- TASK STATEMENT
Duplicate, without alteration, the stretch of the items below from the line containing "Could you put a marker on the dark trousers" through the final line of the items.

- MATERIALS PROVIDED
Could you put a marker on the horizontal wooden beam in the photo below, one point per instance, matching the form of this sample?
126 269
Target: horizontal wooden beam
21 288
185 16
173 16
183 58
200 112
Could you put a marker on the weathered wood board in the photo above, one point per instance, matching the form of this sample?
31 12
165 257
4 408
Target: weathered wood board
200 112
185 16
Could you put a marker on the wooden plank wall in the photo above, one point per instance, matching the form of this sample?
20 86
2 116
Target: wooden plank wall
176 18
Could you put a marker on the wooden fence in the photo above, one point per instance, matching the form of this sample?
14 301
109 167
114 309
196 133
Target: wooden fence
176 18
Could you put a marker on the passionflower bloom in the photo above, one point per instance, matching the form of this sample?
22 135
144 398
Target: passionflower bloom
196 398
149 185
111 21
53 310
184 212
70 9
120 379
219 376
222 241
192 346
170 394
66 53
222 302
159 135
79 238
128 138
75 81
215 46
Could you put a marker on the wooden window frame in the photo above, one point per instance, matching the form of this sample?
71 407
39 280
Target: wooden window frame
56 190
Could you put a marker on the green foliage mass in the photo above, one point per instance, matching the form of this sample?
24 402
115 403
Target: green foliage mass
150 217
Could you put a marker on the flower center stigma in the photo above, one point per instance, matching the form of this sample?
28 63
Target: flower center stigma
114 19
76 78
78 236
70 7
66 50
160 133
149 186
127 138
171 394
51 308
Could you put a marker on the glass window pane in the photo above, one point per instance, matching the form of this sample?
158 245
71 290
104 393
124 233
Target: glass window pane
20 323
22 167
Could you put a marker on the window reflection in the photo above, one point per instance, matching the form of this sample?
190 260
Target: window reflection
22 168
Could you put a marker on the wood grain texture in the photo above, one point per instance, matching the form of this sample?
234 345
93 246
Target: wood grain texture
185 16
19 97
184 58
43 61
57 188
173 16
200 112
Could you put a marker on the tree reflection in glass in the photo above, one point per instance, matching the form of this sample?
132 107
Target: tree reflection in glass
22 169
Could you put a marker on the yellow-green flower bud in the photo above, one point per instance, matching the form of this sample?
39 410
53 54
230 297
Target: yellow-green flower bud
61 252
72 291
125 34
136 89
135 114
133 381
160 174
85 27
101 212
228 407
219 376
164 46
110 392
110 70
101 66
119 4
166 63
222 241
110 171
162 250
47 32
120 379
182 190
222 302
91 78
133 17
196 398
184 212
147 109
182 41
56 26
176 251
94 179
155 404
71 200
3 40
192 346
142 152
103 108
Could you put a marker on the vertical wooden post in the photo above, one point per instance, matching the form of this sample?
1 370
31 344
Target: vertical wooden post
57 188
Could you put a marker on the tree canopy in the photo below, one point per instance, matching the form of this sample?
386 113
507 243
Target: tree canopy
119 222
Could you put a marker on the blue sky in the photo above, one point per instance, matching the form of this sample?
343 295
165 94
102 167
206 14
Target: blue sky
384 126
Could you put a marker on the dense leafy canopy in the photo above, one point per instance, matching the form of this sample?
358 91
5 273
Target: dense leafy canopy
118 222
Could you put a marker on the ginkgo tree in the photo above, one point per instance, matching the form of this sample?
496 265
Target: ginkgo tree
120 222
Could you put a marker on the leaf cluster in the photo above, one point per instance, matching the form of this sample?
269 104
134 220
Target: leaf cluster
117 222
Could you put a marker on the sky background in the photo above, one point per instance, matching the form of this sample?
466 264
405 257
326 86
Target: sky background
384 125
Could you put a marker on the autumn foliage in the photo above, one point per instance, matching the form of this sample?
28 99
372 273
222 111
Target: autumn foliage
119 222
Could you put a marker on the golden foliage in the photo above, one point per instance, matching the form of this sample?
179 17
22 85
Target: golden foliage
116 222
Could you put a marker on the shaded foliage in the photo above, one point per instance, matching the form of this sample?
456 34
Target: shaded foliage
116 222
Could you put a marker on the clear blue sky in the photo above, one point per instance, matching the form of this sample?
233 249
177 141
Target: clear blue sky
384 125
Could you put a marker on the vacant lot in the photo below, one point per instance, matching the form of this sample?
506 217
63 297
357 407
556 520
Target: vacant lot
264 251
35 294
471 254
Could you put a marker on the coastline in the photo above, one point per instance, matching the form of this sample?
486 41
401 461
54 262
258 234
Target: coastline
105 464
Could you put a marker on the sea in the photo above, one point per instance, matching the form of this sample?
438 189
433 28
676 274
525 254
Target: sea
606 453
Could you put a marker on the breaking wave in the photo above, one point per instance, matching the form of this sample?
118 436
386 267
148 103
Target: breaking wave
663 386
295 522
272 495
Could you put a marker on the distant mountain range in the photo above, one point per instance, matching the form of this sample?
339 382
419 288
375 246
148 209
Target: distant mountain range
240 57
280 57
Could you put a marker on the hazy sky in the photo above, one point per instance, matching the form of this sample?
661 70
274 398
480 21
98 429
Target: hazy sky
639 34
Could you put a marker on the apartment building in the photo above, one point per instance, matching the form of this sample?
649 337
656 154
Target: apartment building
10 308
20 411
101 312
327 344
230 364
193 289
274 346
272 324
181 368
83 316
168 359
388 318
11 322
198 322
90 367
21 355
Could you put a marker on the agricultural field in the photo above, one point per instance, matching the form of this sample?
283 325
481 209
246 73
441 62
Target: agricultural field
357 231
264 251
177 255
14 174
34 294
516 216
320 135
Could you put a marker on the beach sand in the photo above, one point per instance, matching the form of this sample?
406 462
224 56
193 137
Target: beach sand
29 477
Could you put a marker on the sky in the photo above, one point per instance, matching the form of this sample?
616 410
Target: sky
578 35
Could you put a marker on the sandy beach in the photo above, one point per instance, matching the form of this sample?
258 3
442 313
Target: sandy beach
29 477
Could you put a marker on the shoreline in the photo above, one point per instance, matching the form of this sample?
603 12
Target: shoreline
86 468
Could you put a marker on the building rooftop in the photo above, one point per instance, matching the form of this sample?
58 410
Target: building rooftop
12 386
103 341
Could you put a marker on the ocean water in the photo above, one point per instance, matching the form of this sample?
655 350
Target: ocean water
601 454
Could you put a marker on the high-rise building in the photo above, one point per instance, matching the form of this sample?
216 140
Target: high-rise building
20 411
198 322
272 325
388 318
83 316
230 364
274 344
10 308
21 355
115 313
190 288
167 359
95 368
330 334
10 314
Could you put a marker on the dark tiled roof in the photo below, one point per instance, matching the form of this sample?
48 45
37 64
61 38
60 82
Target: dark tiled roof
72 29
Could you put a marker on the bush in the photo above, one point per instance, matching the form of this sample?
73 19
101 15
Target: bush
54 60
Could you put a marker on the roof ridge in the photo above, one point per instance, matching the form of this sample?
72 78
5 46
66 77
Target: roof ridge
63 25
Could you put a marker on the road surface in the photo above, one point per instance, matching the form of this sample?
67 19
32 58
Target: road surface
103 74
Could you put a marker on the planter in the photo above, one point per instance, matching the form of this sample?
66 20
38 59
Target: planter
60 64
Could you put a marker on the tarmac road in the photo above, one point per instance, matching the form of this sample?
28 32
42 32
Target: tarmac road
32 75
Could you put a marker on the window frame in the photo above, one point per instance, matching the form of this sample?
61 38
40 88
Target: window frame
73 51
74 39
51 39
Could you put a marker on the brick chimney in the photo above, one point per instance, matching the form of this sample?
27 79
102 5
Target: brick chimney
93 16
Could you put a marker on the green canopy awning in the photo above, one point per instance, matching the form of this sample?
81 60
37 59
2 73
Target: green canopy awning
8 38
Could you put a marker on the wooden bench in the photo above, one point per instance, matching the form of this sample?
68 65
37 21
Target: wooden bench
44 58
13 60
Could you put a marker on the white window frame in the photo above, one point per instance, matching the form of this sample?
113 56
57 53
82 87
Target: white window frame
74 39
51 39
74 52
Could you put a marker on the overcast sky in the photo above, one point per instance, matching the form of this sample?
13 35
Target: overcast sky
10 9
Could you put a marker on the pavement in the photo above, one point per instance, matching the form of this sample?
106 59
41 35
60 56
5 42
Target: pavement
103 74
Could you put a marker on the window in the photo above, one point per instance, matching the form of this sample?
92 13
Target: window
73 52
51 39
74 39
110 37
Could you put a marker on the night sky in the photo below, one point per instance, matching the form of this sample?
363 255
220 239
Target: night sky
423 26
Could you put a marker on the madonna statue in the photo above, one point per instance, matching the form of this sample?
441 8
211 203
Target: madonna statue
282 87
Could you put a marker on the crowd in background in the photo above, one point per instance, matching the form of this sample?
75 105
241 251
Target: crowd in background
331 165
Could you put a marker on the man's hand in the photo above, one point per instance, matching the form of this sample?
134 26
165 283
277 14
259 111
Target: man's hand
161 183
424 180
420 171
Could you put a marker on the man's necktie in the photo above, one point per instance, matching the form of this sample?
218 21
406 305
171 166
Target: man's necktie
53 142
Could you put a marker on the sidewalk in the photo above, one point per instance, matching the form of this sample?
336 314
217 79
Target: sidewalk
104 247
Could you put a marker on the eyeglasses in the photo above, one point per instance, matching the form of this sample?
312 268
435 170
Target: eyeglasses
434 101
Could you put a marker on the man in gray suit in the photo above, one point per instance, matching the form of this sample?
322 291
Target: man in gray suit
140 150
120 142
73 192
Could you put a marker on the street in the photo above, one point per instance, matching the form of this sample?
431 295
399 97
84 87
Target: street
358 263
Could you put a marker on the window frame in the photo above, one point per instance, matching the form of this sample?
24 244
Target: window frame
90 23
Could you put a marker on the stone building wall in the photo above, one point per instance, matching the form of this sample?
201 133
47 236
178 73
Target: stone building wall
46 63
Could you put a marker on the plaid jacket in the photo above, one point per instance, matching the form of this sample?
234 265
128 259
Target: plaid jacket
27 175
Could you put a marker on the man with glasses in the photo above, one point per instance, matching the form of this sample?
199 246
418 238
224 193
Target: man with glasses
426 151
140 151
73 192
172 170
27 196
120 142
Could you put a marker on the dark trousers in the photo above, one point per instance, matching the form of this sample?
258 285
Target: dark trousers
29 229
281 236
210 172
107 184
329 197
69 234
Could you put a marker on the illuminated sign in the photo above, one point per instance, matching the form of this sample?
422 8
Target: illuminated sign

- ANSWER TO THE EXERCISE
Could you put a marker on the dark trousers in the photo above, one point per instance, matching the form of this sample?
258 285
Target: dark trousers
29 229
281 236
210 172
107 184
329 197
69 234
Could you put a marker on the illuminated sign in the photo above, one point per instance, matching the form of this sample?
422 8
Target: illuminated sign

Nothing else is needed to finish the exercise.